◆ The records ◆
•••••

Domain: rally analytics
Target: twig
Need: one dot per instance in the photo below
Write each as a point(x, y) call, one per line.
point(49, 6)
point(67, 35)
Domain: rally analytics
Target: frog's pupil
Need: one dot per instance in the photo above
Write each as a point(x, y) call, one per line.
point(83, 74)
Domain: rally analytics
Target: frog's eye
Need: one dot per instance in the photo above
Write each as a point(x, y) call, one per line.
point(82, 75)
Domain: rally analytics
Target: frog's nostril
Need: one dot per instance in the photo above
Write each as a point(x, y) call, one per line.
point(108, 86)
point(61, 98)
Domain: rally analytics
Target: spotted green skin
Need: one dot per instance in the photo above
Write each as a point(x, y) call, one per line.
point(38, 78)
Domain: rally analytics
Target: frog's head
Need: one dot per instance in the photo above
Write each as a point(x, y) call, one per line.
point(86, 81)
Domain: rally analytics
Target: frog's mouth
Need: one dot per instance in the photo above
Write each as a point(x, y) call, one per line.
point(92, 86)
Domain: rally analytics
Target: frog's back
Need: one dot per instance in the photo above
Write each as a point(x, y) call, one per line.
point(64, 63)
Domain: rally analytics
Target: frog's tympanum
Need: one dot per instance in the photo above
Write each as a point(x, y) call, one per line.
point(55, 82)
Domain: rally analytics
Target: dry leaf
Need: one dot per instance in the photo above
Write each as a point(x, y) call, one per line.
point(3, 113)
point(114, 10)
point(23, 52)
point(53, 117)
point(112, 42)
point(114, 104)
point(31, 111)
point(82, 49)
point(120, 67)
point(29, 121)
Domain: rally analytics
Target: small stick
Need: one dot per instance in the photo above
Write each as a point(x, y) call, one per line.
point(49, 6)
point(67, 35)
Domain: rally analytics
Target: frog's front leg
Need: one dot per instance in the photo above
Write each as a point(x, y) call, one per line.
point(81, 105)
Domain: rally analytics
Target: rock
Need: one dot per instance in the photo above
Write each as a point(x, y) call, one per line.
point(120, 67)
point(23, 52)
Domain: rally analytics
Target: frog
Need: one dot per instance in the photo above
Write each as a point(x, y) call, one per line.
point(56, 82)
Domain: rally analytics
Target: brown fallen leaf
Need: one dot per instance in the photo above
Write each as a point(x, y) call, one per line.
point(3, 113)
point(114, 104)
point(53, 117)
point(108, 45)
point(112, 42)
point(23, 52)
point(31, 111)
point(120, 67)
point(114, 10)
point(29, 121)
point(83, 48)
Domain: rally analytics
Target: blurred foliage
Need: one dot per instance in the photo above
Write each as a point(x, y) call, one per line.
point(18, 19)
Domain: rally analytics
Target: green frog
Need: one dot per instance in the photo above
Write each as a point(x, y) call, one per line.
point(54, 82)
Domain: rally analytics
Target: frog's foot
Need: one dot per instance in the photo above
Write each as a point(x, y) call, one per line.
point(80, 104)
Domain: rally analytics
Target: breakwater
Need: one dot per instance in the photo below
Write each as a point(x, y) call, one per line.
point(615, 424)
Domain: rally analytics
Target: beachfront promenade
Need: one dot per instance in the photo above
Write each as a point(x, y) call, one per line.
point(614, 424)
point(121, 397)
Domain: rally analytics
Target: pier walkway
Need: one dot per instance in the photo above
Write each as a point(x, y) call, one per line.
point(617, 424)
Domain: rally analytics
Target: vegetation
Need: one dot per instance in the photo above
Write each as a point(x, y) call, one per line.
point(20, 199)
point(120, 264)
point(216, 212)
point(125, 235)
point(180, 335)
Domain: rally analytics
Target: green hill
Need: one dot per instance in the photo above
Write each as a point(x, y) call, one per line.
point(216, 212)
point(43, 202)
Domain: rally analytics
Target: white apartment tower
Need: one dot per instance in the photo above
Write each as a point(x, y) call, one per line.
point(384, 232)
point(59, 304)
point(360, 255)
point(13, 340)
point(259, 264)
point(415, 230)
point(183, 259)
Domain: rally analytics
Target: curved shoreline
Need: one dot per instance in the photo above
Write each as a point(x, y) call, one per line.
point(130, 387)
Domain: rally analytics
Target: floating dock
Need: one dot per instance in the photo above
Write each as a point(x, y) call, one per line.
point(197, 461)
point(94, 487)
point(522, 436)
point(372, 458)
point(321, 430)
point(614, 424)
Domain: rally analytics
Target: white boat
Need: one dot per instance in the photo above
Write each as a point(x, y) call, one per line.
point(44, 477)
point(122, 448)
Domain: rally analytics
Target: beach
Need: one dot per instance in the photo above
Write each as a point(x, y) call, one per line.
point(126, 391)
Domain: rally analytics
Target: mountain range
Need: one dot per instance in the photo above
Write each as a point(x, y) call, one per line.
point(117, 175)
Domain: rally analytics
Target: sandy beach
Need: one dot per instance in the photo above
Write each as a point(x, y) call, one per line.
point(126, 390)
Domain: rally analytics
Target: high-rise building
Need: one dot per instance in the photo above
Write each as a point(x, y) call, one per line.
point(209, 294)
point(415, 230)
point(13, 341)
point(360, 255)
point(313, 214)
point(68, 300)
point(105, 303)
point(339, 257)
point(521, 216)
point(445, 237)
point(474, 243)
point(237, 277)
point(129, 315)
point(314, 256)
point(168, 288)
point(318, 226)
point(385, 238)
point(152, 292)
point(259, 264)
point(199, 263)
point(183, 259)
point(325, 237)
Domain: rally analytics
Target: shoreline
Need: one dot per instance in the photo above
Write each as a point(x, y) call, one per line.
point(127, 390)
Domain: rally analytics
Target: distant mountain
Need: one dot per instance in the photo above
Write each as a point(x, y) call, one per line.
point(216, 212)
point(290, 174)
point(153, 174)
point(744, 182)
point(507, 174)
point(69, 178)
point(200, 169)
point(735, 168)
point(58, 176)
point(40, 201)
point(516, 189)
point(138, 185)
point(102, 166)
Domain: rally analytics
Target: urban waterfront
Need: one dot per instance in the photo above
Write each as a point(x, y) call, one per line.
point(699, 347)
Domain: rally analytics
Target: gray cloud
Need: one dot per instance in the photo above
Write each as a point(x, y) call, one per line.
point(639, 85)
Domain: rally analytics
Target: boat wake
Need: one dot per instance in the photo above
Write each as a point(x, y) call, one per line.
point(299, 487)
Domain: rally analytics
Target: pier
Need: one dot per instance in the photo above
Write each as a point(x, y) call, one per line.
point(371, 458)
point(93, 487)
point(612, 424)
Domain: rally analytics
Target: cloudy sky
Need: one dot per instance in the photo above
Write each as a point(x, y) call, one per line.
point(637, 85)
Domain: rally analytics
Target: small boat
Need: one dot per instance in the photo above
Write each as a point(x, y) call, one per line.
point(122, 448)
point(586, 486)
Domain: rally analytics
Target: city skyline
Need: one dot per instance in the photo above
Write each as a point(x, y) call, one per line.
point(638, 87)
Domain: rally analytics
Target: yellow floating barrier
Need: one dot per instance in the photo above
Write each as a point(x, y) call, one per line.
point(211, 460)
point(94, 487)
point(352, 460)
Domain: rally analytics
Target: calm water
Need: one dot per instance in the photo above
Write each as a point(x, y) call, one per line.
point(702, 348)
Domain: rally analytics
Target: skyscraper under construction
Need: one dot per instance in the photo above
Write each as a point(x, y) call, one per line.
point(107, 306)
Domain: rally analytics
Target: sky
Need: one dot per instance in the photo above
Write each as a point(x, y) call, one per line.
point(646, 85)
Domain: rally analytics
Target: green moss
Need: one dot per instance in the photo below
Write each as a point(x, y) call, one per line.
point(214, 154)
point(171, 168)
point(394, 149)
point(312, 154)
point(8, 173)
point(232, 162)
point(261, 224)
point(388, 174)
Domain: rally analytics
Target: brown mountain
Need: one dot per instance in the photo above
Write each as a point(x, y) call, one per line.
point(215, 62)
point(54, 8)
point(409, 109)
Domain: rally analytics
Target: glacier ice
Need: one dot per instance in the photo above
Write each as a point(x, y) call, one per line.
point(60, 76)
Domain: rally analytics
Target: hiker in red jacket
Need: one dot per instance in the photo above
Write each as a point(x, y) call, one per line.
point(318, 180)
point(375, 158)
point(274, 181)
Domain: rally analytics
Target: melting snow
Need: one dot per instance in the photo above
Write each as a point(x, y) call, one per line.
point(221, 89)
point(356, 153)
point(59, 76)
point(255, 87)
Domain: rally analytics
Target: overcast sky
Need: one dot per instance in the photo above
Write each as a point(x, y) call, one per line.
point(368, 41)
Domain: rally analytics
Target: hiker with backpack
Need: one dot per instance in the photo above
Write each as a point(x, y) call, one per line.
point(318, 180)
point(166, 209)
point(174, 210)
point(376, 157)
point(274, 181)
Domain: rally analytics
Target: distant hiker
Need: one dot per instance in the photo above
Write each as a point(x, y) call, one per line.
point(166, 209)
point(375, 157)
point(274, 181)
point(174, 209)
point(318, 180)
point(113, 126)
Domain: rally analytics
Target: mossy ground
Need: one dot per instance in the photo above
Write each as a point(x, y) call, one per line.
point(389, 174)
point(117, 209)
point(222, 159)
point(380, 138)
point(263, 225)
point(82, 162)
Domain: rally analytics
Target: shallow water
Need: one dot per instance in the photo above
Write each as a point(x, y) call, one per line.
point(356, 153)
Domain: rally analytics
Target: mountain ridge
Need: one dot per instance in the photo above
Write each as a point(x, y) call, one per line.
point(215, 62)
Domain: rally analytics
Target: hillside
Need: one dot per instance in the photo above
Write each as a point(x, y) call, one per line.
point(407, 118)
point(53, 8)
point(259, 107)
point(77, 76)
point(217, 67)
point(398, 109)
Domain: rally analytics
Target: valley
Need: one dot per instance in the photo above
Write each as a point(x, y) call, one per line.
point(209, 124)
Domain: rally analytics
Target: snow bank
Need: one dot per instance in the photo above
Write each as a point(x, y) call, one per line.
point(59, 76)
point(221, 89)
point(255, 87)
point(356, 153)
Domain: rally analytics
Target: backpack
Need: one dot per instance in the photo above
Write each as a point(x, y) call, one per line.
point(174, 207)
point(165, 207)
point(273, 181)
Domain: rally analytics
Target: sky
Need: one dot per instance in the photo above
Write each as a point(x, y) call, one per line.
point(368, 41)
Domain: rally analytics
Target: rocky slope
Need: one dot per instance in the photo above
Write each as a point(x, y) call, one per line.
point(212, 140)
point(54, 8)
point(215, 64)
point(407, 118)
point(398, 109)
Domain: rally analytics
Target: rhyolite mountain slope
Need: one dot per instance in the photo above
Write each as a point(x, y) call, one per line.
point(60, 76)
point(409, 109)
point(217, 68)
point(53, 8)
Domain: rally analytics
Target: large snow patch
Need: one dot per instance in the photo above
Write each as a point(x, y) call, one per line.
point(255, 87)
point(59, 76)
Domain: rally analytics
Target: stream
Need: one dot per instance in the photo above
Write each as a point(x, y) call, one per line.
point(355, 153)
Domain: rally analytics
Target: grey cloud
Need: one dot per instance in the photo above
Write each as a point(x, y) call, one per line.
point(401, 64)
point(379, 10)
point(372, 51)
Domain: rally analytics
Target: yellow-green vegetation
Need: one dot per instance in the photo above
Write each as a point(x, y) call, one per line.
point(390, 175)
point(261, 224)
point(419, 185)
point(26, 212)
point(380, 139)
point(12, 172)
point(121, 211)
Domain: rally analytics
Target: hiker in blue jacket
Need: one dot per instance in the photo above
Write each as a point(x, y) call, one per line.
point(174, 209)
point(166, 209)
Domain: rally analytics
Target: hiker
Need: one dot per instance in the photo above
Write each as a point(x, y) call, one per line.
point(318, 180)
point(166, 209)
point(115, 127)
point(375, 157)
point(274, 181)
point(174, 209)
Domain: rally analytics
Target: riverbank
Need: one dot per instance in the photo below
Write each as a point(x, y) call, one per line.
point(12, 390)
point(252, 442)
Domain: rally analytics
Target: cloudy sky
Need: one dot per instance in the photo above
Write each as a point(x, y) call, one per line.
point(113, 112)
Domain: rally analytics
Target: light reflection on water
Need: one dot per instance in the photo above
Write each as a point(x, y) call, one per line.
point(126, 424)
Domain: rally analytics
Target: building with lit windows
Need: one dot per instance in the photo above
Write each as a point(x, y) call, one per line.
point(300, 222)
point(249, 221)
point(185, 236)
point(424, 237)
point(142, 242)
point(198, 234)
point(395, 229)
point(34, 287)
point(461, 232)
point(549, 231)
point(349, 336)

•••••

◆ The task ◆
Please report all lines in the entries where "with" appears.

◆ Answer box ◆
Target: hiker with backpack
Target: building with lit windows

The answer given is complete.